== Material supplied ==
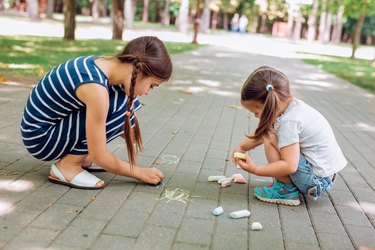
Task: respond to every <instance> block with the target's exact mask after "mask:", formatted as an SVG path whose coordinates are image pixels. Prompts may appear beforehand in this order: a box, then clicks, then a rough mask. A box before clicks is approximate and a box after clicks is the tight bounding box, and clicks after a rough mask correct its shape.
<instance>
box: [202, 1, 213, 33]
mask: <svg viewBox="0 0 375 250" xmlns="http://www.w3.org/2000/svg"><path fill="white" fill-rule="evenodd" d="M209 5H210V0H204V7H203V13H202V23H201V31H202V32H204V33H206V32H207V31H208V30H209V29H210V20H211V13H210V6H209Z"/></svg>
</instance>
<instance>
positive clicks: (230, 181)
mask: <svg viewBox="0 0 375 250" xmlns="http://www.w3.org/2000/svg"><path fill="white" fill-rule="evenodd" d="M230 185H232V182H231V181H223V182H222V183H221V187H229V186H230Z"/></svg>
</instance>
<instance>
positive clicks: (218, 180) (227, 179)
mask: <svg viewBox="0 0 375 250" xmlns="http://www.w3.org/2000/svg"><path fill="white" fill-rule="evenodd" d="M232 180H233V179H232V177H225V176H224V178H220V179H219V180H217V183H219V184H221V183H223V182H224V181H230V182H231V181H232Z"/></svg>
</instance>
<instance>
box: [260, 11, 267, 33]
mask: <svg viewBox="0 0 375 250" xmlns="http://www.w3.org/2000/svg"><path fill="white" fill-rule="evenodd" d="M266 32H267V13H262V16H261V21H260V33H261V34H264V33H266Z"/></svg>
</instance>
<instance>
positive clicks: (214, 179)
mask: <svg viewBox="0 0 375 250" xmlns="http://www.w3.org/2000/svg"><path fill="white" fill-rule="evenodd" d="M221 178H225V176H224V175H211V176H208V181H218V180H220V179H221Z"/></svg>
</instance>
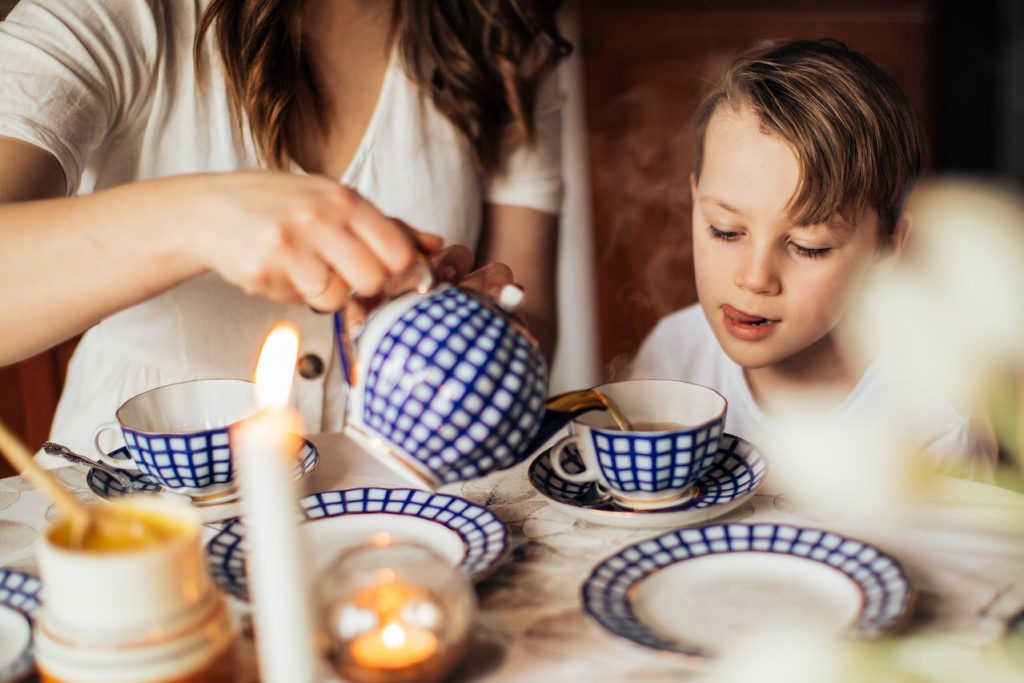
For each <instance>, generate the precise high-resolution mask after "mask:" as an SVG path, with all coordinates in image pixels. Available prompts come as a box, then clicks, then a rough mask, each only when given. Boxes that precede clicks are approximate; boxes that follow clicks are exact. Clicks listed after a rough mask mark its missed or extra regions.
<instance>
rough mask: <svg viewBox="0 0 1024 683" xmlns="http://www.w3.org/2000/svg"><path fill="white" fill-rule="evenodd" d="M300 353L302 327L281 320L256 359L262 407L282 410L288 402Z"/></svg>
mask: <svg viewBox="0 0 1024 683" xmlns="http://www.w3.org/2000/svg"><path fill="white" fill-rule="evenodd" d="M298 355H299V329H298V328H297V327H296V326H295V325H294V324H292V323H286V322H282V323H278V324H276V325H275V326H273V329H272V330H270V333H269V334H268V335H267V336H266V341H264V342H263V348H262V349H261V350H260V353H259V360H258V361H257V362H256V398H257V400H258V401H259V405H260V408H275V409H282V408H284V407H285V405H286V404H287V403H288V397H289V395H290V394H291V393H292V381H293V379H294V377H295V364H296V360H297V358H298Z"/></svg>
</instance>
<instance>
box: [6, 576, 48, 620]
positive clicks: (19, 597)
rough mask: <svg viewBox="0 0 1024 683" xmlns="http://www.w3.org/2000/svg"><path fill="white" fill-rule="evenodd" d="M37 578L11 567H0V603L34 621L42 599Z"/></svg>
mask: <svg viewBox="0 0 1024 683" xmlns="http://www.w3.org/2000/svg"><path fill="white" fill-rule="evenodd" d="M40 588H41V584H40V582H39V579H38V578H36V577H33V575H32V574H27V573H24V572H22V571H14V570H13V569H0V605H4V606H5V607H10V608H12V609H16V610H17V611H19V612H22V613H23V614H25V615H26V616H28V617H29V618H30V620H32V621H35V618H36V612H38V611H39V604H40V602H41V601H42V595H41V592H40Z"/></svg>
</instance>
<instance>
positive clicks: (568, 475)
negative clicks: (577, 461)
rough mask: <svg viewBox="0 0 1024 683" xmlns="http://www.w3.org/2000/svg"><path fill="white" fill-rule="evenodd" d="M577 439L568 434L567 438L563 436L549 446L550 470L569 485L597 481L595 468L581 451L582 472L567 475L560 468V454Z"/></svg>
mask: <svg viewBox="0 0 1024 683" xmlns="http://www.w3.org/2000/svg"><path fill="white" fill-rule="evenodd" d="M577 439H578V436H577V435H575V434H569V435H568V436H563V437H562V438H560V439H558V441H557V442H556V443H555V444H554V445H553V446H551V456H549V458H550V461H551V469H553V470H554V471H555V474H557V475H558V476H559V477H560V478H561V479H562V480H563V481H568V482H570V483H587V482H588V481H596V480H597V467H596V466H595V465H594V464H593V463H589V462H587V456H586V455H585V454H584V452H583V449H581V450H580V458H581V459H582V460H583V471H582V472H575V473H569V472H566V471H565V468H563V467H562V453H564V452H565V449H566V447H568V446H569V444H571V443H574V442H575V441H577Z"/></svg>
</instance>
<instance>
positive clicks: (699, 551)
mask: <svg viewBox="0 0 1024 683" xmlns="http://www.w3.org/2000/svg"><path fill="white" fill-rule="evenodd" d="M737 552H768V553H780V554H784V555H793V556H795V557H803V558H807V559H809V560H812V561H816V562H821V563H823V564H825V565H827V566H830V567H833V568H835V569H836V570H837V571H841V572H843V573H844V574H846V577H847V578H848V579H850V581H852V582H854V583H855V584H856V585H857V587H858V589H859V591H860V594H861V596H862V599H863V602H862V604H861V608H860V613H859V614H858V615H857V618H856V622H855V623H854V624H853V625H852V626H851V627H850V630H849V633H850V635H852V636H854V637H859V638H867V637H872V636H878V635H881V634H882V633H884V632H886V631H889V630H892V629H894V628H895V627H897V626H899V625H900V624H901V623H902V621H903V620H904V618H905V617H906V616H908V615H909V609H910V602H911V590H910V584H909V583H908V581H907V579H906V575H905V574H904V573H903V569H902V568H901V567H900V565H899V563H897V562H896V560H894V559H893V558H892V557H890V556H888V555H886V554H884V553H882V552H881V551H880V550H878V549H877V548H873V547H872V546H869V545H867V544H865V543H862V542H860V541H854V540H852V539H848V538H845V537H842V536H839V535H838V533H833V532H831V531H824V530H821V529H812V528H801V527H797V526H788V525H785V524H715V525H711V526H702V527H698V528H691V529H680V530H676V531H670V532H668V533H664V535H662V536H659V537H656V538H654V539H650V540H649V541H643V542H641V543H638V544H636V545H633V546H630V547H628V548H626V549H624V550H622V551H620V552H618V553H616V554H614V555H612V556H611V557H609V558H607V559H605V560H604V561H602V562H601V563H600V564H598V565H597V566H596V567H595V568H594V570H593V571H592V572H591V574H590V578H589V579H587V582H586V583H585V584H584V587H583V603H584V609H586V610H587V612H588V613H589V614H590V615H591V616H593V617H594V618H596V620H597V622H598V623H599V624H601V626H603V627H604V628H605V629H607V630H608V631H610V632H611V633H613V634H615V635H618V636H623V637H624V638H628V639H630V640H632V641H634V642H636V643H639V644H641V645H646V646H647V647H652V648H655V649H659V650H669V651H672V652H681V653H683V654H693V655H700V654H706V652H702V651H700V650H698V649H697V648H695V647H693V646H692V645H689V644H687V643H680V642H675V641H671V640H667V639H665V638H664V637H660V636H658V635H656V634H654V633H653V632H651V631H650V630H648V628H647V627H646V626H645V625H644V624H643V623H642V622H641V621H640V620H639V618H637V616H636V614H635V613H634V610H633V604H632V600H633V596H634V593H635V591H634V588H635V587H636V586H637V585H638V584H639V583H640V582H641V581H643V580H644V579H646V578H647V577H649V575H650V574H652V573H654V572H655V571H657V570H658V569H662V568H663V567H667V566H669V565H672V564H675V563H676V562H683V561H685V560H687V559H690V558H693V557H701V556H705V555H714V554H717V553H737Z"/></svg>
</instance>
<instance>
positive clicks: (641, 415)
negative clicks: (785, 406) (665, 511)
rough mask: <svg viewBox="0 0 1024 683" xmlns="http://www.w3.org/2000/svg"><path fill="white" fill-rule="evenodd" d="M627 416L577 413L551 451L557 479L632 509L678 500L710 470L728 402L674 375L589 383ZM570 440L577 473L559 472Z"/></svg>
mask: <svg viewBox="0 0 1024 683" xmlns="http://www.w3.org/2000/svg"><path fill="white" fill-rule="evenodd" d="M594 389H595V390H596V391H598V392H600V393H601V394H603V395H604V396H605V397H607V398H608V399H609V400H610V401H611V402H613V403H614V404H615V405H616V407H617V408H618V410H620V412H621V413H622V414H623V415H624V416H625V417H626V418H628V419H629V420H630V422H631V423H632V425H633V427H632V429H631V430H628V431H627V430H623V429H621V428H620V427H617V426H616V425H615V423H614V422H613V420H612V419H611V417H610V416H609V415H608V413H607V412H604V411H590V412H588V413H584V414H582V415H577V416H575V417H574V418H573V419H572V421H571V423H570V433H569V435H567V436H565V437H563V438H561V439H560V440H558V441H557V442H556V443H555V444H554V446H552V450H551V465H552V468H553V469H554V470H555V472H556V473H557V474H558V476H560V477H561V478H562V479H564V480H566V481H571V482H573V483H584V482H588V481H595V482H597V483H598V485H599V486H600V487H602V488H603V489H604V490H606V492H607V493H608V494H609V495H610V496H611V497H612V498H613V499H614V500H615V501H616V502H617V503H618V504H621V505H623V506H624V507H629V508H633V509H652V508H659V507H667V506H672V505H678V504H680V503H682V502H683V501H684V500H685V499H687V498H688V497H689V496H690V495H692V493H693V484H694V482H696V481H697V480H698V479H699V478H700V477H701V476H702V475H703V474H705V473H706V472H707V471H708V470H709V468H711V466H712V463H713V461H714V460H715V454H716V453H717V452H718V443H719V439H720V437H721V435H722V432H723V428H724V424H725V413H726V408H727V402H726V400H725V398H724V397H723V396H722V395H721V394H720V393H718V392H717V391H715V390H714V389H710V388H708V387H706V386H701V385H699V384H690V383H687V382H678V381H673V380H632V381H627V382H614V383H611V384H604V385H601V386H598V387H595V388H594ZM571 444H575V446H577V447H578V449H579V453H580V458H581V460H582V467H581V468H573V469H575V470H579V471H573V472H569V471H566V469H565V463H564V462H563V456H564V452H565V449H566V447H568V446H569V445H571Z"/></svg>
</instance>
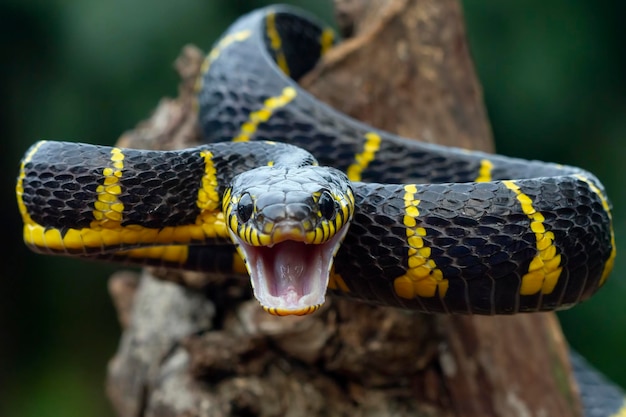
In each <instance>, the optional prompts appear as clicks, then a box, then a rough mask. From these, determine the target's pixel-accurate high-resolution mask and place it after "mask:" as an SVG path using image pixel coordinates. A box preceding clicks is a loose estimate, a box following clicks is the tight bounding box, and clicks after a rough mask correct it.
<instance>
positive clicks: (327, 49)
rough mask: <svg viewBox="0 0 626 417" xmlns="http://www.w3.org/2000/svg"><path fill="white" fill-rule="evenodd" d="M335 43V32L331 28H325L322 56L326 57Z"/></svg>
mask: <svg viewBox="0 0 626 417" xmlns="http://www.w3.org/2000/svg"><path fill="white" fill-rule="evenodd" d="M334 42H335V31H334V30H332V29H331V28H328V27H327V28H324V30H323V31H322V34H321V36H320V55H324V54H325V53H326V52H328V51H329V50H330V48H331V47H332V46H333V43H334Z"/></svg>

== Work task ==
If a line in the data above includes the string "tight", copy it.

== The answer ==
Task: respond to every <instance> block with the target's exact mask after "mask:", formatted as an SVG path whose coordinates are image pixels. Prompts may appear beforehand in this order: a box, then clicks, then a rough mask. A box before clicks is approximate and a box after clicks is the tight bounding box, and clicks after a rough mask correct its shape.
In each <instance>, the optional prompts appear as clicks, then a box, then a rough mask. From these, determine the target's pixel-accurate high-resolution mask and place it after "mask:" as an SVG path using image pixel coordinates. A box preceding clicks is a loose estimate, a box following clicks is the tight bounding box, and clicks after a rough mask correct it.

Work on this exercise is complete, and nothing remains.